## TASK DETAILS:
In full and without alteration, give the listing again.

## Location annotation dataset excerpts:
>>
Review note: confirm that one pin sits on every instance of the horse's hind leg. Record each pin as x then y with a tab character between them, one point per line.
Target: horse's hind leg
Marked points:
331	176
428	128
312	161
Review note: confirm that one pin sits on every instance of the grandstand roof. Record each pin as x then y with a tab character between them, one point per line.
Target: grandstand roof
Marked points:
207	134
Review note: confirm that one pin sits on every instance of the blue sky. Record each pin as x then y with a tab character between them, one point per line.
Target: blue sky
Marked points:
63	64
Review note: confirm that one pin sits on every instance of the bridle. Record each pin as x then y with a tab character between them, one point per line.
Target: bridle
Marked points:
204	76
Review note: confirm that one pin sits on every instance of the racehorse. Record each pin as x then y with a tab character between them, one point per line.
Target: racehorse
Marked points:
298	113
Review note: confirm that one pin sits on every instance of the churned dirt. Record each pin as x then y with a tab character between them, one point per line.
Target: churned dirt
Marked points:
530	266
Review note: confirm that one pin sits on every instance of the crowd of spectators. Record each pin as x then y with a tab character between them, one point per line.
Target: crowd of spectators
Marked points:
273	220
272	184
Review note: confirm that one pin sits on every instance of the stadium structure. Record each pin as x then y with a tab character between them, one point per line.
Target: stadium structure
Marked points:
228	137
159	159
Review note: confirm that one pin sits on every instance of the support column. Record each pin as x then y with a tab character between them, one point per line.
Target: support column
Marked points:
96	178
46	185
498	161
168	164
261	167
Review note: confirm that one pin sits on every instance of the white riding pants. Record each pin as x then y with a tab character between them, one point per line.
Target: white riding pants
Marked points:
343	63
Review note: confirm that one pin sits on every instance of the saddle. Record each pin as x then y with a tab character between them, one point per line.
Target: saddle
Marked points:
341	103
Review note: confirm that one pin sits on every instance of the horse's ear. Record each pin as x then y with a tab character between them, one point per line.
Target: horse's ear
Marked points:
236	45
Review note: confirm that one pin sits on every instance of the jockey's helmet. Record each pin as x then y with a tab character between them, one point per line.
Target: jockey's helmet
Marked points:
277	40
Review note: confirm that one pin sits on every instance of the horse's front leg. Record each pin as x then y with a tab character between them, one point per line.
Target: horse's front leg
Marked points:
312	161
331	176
<<
## RESPONSE:
Review note: confirm that one pin sits on every instance of the horse's hind leg. Record each pin as x then y with a tab character between them, one point per line.
Target: horse's hind leg
Marked points:
331	176
428	128
312	161
Review note: confirm that one pin sits on every instance of the grandstand roof. Record each pin as x then y with a tab character between them, one point per line.
Target: grandstand roof
Marked points:
207	134
Review note: confirm that one pin sits on every instance of the blue sky. Record each pin as x then y with a tab character between them, one point per line.
Target: blue sky
Marked points:
63	64
Review note: confirm that one pin sits on every instance of the bridle. Record each pin as x then y with a tab character between them, one point per line.
Target: bridle
Marked points:
204	76
Review note: confirm that one pin sits on every instance of the racehorse. Record each pin as x then y with a tab character between them, one point per line.
Target: racehorse
Marked points:
298	113
Review note: confirm that one pin sits on every instance of the churned dirt. Record each pin as x then y with a tab character between them, one point per line.
Target: churned dirt
Marked points:
530	266
Review note: confirm that one pin sits on every instance of the crowd of spectators. Record each pin as x then y with a tab character between them, one point per line.
Target: crowd of spectators
Marked points:
273	220
272	184
Review note: confirm that one pin sits on every instance of the stadium structure. Record each pin as x then y with a tab character between them, one point per line.
Target: stadium structure
Marked points:
228	137
159	159
Review note: confirm that one pin sits on every instance of the support column. Record each pin as x then y with a tab character between them, one point per line.
Target: support column
Marked points:
96	178
46	185
498	161
168	164
261	167
Review note: confirm that one pin sits on every instance of the white riding pants. Record each pin as x then y with a tab character between them, one point per line.
Target: white riding pants
Marked points:
343	63
Review note: confirm that one pin sits on every instance of the saddle. Record each pin as x then y with a tab character between them, one point per line.
Target: saddle
Marked points:
341	103
Review note: confirm that one pin sits on every instance of the horse's ear. Record each pin as x then y with a tab character between them, one point per line.
Target: horse's ear
Marked points:
236	45
Review note: confirm that one pin sits on every instance of the jockey's helmet. Record each pin as x then y with a tab character between them, one point per line.
Target: jockey's helmet
Marked points:
277	40
Review note: confirm that one pin sits on every instance of the horse's front leg. Record each pin as x then y with a tab character between them, one point per line.
Target: horse's front leg
Marked points:
312	161
331	176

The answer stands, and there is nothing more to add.